▸ Request
Pick out each line in the material below that contains the word "side", and copy those lines in full. Matches must agree in case.

▸ Stored rows
- - - - -
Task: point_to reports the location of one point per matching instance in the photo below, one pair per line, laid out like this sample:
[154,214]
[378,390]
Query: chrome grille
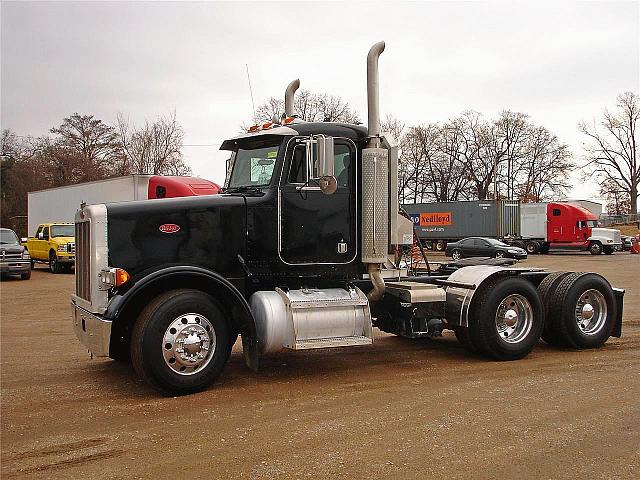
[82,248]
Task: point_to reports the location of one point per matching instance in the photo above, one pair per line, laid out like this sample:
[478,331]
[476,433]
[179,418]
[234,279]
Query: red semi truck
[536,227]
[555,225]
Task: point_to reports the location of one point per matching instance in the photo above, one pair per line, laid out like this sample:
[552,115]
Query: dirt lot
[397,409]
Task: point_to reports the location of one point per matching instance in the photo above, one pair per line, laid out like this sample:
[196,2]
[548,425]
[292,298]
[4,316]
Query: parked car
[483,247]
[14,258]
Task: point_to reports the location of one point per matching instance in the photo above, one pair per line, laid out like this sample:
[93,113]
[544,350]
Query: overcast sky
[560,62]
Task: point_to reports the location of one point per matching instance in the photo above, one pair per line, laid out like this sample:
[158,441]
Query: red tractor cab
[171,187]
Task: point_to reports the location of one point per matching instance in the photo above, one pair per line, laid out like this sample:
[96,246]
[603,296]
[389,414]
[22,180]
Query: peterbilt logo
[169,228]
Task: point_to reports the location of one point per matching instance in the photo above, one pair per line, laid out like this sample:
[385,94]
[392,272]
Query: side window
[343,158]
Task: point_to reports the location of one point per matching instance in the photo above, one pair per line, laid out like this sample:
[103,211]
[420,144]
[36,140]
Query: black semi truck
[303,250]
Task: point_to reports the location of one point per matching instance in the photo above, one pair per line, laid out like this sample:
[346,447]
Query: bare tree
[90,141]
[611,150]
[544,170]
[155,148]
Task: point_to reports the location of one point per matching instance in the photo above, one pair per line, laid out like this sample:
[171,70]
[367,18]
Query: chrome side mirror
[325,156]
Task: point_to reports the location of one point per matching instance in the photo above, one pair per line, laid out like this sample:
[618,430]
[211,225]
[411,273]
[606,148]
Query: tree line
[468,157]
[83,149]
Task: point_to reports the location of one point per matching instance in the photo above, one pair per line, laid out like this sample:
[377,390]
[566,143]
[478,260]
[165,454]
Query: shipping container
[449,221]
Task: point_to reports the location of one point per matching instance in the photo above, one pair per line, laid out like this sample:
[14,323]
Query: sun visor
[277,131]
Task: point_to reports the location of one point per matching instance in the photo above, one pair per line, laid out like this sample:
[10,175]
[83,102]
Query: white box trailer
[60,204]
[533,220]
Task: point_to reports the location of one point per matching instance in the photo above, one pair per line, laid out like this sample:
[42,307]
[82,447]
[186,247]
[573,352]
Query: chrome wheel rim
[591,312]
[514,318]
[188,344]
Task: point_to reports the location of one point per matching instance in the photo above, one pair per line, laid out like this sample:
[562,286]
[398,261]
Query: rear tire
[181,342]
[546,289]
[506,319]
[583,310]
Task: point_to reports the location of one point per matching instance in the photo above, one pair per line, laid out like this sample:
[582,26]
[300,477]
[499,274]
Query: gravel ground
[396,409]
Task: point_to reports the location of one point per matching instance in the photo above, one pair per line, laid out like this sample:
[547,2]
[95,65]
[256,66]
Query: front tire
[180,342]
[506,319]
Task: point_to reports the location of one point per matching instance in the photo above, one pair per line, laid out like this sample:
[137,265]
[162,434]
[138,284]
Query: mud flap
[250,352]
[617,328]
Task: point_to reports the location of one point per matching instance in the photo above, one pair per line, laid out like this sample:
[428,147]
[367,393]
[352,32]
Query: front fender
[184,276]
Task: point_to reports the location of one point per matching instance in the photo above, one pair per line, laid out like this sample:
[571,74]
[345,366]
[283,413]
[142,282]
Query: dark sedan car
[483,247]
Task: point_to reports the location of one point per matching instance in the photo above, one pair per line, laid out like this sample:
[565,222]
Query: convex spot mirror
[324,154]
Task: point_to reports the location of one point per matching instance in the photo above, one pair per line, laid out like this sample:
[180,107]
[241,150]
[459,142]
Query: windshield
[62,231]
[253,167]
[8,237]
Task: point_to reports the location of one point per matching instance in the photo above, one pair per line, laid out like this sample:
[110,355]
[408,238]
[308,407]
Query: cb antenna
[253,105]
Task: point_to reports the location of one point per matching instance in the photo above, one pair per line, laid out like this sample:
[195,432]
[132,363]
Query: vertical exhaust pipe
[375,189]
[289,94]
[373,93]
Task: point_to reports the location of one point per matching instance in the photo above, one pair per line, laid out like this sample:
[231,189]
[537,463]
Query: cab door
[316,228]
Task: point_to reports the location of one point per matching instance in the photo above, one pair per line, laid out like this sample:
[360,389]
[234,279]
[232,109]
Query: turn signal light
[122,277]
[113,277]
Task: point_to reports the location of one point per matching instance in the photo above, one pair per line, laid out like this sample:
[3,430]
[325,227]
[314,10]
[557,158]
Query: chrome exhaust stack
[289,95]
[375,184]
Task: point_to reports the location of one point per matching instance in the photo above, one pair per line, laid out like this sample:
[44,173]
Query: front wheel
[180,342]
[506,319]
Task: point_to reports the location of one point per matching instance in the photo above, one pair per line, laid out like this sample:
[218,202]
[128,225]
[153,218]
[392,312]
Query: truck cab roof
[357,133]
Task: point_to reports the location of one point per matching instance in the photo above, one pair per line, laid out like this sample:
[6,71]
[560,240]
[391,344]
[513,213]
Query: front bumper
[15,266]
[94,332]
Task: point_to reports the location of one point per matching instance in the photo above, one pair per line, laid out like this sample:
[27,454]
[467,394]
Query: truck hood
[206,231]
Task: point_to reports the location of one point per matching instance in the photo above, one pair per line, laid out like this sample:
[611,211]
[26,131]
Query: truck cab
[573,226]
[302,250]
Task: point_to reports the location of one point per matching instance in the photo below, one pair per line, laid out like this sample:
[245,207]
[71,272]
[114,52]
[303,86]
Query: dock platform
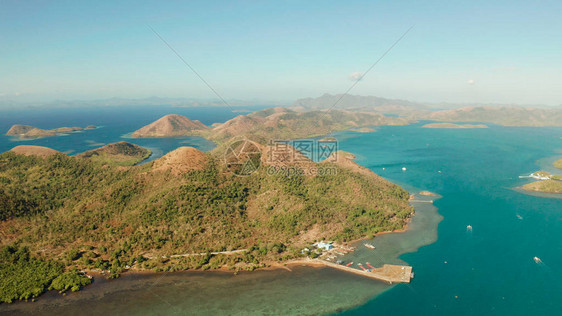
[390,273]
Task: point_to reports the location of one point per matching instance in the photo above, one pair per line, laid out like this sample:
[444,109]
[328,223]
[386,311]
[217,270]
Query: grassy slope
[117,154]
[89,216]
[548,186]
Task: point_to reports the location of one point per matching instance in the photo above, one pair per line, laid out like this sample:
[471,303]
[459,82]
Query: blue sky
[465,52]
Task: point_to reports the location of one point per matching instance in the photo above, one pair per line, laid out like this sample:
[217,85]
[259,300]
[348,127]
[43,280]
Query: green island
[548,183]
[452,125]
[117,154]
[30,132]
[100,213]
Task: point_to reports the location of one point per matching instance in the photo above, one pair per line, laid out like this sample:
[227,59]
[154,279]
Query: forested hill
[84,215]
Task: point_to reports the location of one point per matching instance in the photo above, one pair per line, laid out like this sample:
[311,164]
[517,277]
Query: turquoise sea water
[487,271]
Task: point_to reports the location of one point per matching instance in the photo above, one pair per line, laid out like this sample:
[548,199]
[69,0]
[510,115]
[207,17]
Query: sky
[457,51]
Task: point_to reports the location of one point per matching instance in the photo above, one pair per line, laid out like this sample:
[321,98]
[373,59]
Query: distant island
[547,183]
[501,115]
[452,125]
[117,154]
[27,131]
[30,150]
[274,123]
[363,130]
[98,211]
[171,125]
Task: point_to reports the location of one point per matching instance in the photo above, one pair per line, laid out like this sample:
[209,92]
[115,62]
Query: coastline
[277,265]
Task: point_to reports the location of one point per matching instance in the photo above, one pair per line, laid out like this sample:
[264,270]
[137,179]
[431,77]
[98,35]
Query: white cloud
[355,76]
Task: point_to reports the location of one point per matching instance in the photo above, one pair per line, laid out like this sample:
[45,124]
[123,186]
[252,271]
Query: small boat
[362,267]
- - - - -
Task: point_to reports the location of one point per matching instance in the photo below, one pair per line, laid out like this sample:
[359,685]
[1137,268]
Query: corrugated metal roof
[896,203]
- - - - -
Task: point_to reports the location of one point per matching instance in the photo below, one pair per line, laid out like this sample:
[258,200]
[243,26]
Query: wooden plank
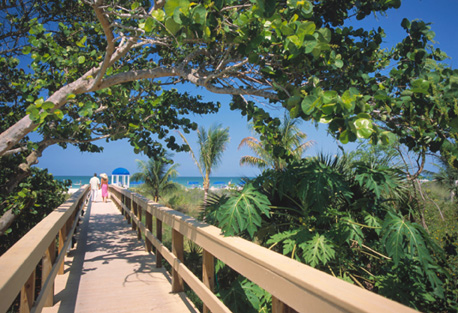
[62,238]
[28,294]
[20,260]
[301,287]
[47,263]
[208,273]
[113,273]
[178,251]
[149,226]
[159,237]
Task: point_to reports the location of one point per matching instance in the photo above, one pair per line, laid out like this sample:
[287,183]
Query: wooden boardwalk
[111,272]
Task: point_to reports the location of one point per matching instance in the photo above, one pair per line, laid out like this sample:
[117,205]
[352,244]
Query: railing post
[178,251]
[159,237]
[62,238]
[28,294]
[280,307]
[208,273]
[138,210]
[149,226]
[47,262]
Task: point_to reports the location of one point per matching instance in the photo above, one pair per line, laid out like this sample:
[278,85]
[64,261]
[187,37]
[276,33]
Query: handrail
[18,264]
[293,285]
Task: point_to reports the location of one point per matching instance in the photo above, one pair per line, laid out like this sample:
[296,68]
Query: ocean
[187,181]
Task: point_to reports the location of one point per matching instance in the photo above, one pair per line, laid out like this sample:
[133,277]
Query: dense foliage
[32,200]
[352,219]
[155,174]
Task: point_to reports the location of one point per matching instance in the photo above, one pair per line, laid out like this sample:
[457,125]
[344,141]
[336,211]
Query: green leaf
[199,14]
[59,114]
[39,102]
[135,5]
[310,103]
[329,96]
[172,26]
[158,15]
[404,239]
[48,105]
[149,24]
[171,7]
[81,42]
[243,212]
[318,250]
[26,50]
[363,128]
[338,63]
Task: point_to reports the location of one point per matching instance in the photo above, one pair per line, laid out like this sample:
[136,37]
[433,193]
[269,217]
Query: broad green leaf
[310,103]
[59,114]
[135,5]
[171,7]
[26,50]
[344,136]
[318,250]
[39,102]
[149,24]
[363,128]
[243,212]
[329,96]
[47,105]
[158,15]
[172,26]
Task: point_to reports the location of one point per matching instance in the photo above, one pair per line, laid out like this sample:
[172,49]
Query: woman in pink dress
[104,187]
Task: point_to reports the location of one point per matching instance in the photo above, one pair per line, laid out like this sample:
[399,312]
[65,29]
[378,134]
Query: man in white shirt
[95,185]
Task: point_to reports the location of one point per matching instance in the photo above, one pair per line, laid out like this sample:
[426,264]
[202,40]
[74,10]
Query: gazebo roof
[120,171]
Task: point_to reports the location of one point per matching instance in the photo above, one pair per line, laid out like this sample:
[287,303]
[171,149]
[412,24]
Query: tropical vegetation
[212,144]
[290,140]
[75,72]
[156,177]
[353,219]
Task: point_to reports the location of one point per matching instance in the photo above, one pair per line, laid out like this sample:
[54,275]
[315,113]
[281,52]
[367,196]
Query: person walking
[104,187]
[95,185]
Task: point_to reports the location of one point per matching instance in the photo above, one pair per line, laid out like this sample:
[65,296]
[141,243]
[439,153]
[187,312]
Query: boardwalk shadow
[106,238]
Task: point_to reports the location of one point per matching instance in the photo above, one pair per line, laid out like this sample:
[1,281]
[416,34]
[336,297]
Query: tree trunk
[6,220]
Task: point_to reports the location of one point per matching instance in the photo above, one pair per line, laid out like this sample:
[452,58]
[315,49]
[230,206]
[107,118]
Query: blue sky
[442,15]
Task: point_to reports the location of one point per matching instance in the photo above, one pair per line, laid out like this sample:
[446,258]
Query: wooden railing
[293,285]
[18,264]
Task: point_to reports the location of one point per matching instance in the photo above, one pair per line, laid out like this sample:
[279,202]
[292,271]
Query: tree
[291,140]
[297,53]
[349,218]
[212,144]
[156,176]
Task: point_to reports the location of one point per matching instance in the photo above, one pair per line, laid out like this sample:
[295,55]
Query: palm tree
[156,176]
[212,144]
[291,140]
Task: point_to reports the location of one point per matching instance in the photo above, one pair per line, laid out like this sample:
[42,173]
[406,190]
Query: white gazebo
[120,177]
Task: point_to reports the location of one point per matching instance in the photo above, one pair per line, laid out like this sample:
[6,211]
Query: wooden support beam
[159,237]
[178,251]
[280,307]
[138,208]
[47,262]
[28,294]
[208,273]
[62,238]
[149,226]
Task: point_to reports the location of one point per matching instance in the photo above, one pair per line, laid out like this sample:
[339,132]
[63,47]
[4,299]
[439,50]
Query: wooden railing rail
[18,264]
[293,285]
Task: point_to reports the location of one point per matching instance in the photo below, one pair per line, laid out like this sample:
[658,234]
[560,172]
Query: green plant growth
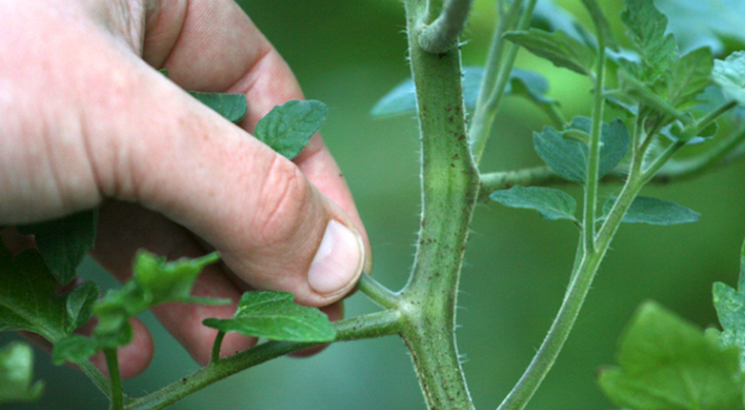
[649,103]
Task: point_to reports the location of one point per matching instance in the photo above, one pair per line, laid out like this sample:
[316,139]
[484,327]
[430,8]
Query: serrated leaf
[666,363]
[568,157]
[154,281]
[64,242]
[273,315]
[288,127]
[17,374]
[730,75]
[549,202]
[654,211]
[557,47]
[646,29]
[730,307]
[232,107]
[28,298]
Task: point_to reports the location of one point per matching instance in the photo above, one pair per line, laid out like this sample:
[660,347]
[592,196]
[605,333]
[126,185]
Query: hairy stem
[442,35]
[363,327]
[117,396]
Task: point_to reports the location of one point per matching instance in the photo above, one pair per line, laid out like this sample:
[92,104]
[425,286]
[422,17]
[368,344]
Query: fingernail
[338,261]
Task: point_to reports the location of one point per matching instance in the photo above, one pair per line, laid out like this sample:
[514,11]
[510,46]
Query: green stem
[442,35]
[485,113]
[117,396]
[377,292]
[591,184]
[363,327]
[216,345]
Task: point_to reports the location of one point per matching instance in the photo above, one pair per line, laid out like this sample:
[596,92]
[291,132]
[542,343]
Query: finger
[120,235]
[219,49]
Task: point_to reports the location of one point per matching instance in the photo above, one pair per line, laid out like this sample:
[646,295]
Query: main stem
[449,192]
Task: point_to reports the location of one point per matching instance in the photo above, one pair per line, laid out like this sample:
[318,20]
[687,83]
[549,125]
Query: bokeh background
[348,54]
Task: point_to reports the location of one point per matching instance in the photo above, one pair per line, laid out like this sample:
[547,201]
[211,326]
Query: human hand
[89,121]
- - - - -
▸ Result for this task
Query: side window
Query: chrome side mirror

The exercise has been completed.